§ **TEXT EXCERPT**
Begin

First, the firsts. Never on Indian screen has the hero curiously whispered to his childhood sweetheart over a long distance telephone call, "Paro, do you touch yourself?" Never has the childhood sweetheart photographed herself nude, scanned that photo in a cyber caf in her hometown Chandigarh and e-mailed it to the hero. Never has she secretly shared a joint with him, not choked on it and hoofed it out like she has suddenly contracted tuberculosis.

Yes, these stray scenes don't say much about the merit of a film. But they are crucial pointers to understand why Anurag Kashyap's Dev D is an important film. It has the ability to permanently alter the perception of a hero and a heroine in Hindi cinema. More specifically, it will alter the perception of Paro and Chandramukhi, two iconic film heroines in Indian cinema, portrayed by actors such as Devika Rani, Suchitra Sen, Madhuri Dixit and Aishwarya Rai ever since 1928.
Here, Paro and Chanda are overtly sexual creatures, and they are unapologetic about it. They make unsavoury decisions and have the courage to live by them. Dev, the hero, is their puppet. Thanks, Anurag, for giving us women we can relate to.

Kashyap and his co-writer Vikramaditya Motwane have set Dev D in modern India, where small towns are flush with cash and foreign cars, and where the skylines of big cities are being permanently altered. The film begins in Chandigarh, where Paro (Mahie Gill) is waiting for Dev (Abhay Deol), her childhood sweetheart, to come back from London. Dev is a brat—spoilt by a credit card powered by his father's bank account. He loves his vodka and his spliff and holds on to the nave belief that he possesses Paro. Paro and Dev part ways not because their families are not of the same social standing, but because Paro, hurt and disillusioned by Dev's hypocrisy and aggression, decides to marry a successful man from Delhi and embrace a new life.

Dev, true to Sarat Chandra Chattopadhyay's original Devdas, isn't brave enough to admit his mistakes and lets Paro go. His destiny thereafter is "emotional atyachar". In Delhi, where he goes to live, Dev spends all his time trying to escape reality with cocaine, charas and vodka. The parallel story is that of Chanda (Kalki Koechlin) who is a Delhi teenager permanently banned from the high, "respectable" society she belonged to after becoming the subject of a lewd MMS video, filmed by one of her boyfriends. She finally lands up in a brothel in what looks like Paharganj, where she is a college student by day and an expensive prostitute by night. Dev, loaded with cash and numb with addiction, is a victim of Chanda's pimp, Chunni, who takes him to Chanda. Does Dev meet Paro again? Does he fall in love with Chanda? Does he die?

The painfully long (3 hours!) film takes you to these answers.
To start with, Dev D is a musical. There are 13 songs composed by newcomer Amit Trivedi. Every scene, sometimes even dialogues are broken up by songs in the background—the music is supposed to give the story narrative propulsion. But because of its length, eventually the brilliantly experimental score loses its punch, and becomes headache-inducing.

End

§ **WRITTEN PROBLEM 1**
Answer these questions from the Dev D review:
(a) In which city does the film begin?
(b) Who plays Chanda?
(c) How many songs does the film have?
§ **WRITTEN PROBLEM 2**
Reproduce the passage of the Dev D review that begins at the words "Here, Paro and" and ends after "can relate to.".
§ **WRITTEN PROBLEM 3**
Write the next part of the Dev D review, picking up right after its last sentence.
The lines that come next are from a different source.

§ **DATA RECORDS**
Begin

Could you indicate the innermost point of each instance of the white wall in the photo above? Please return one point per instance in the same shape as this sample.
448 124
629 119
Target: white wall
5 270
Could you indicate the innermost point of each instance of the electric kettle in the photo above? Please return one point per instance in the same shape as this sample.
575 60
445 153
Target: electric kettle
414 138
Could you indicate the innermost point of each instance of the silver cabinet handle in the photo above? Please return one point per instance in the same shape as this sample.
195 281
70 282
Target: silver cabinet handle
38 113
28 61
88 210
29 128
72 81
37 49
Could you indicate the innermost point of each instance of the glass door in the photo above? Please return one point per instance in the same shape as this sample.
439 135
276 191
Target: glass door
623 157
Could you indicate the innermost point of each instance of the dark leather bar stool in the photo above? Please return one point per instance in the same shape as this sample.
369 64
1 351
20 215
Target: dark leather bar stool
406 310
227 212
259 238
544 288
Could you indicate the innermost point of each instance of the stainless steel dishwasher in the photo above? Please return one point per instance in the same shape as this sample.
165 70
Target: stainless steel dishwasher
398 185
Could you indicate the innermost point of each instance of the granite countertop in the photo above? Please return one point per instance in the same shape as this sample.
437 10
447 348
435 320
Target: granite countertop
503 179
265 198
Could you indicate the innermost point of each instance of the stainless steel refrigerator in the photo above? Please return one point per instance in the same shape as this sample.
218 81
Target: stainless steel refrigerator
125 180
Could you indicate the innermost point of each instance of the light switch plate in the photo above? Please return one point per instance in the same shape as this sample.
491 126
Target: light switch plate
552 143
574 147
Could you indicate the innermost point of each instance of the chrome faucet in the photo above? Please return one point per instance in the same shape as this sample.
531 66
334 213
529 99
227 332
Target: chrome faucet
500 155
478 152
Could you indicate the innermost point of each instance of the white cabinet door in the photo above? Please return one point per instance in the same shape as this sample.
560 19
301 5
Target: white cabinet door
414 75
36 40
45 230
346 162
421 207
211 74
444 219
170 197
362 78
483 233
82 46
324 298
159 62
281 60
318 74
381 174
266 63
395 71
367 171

End

§ **EXERCISE ANSWER 1**
(a) Chandigarh
(b) Kalki Koechlin
(c) 13

§ **EXERCISE ANSWER 2**
Here, Paro and Chanda are overtly sexual creatures, and they are unapologetic about it. They make unsavoury decisions and have the courage to live by them. Dev, the hero, is their puppet. Thanks, Anurag, for giving us women we can relate to.

§ **EXERCISE ANSWER 3**
Kashyap straddled the surreal in his last film, No Smoking (2007). Here he treads the fine line between the real and the surreal. In both, unlike his perfectly-pitched first film Black Friday (2004), his self-indulgence gets sorely in the way. Dev's alcohol and drug-addled head finds visual flourish through psychedelic colours, jagged camera angles, jump cuts and fast movements. The film begins with a special thanks to Danny Boyle—in style, this is Kashyap's ode to Boyle's cult classic Trainspotting.
If you have never experimented with drugs and have no idea what an ecstasy-combined-with-neat vodka trip is like, you can be tortured by the second half of the film. In any case, it's a 2-hour film stretched to a 3-hour one.

But Dev D should be watched because of its audacity and heart. There are rich brats like Dev who refuse to learn mistakes because he has a free credit card in his pocket. Kashyap's Dev is insolent and amoral, but he has an emotional center that you are likely to sympathise with. Kashyap gives him humanity and suggests that he deserves a second chance.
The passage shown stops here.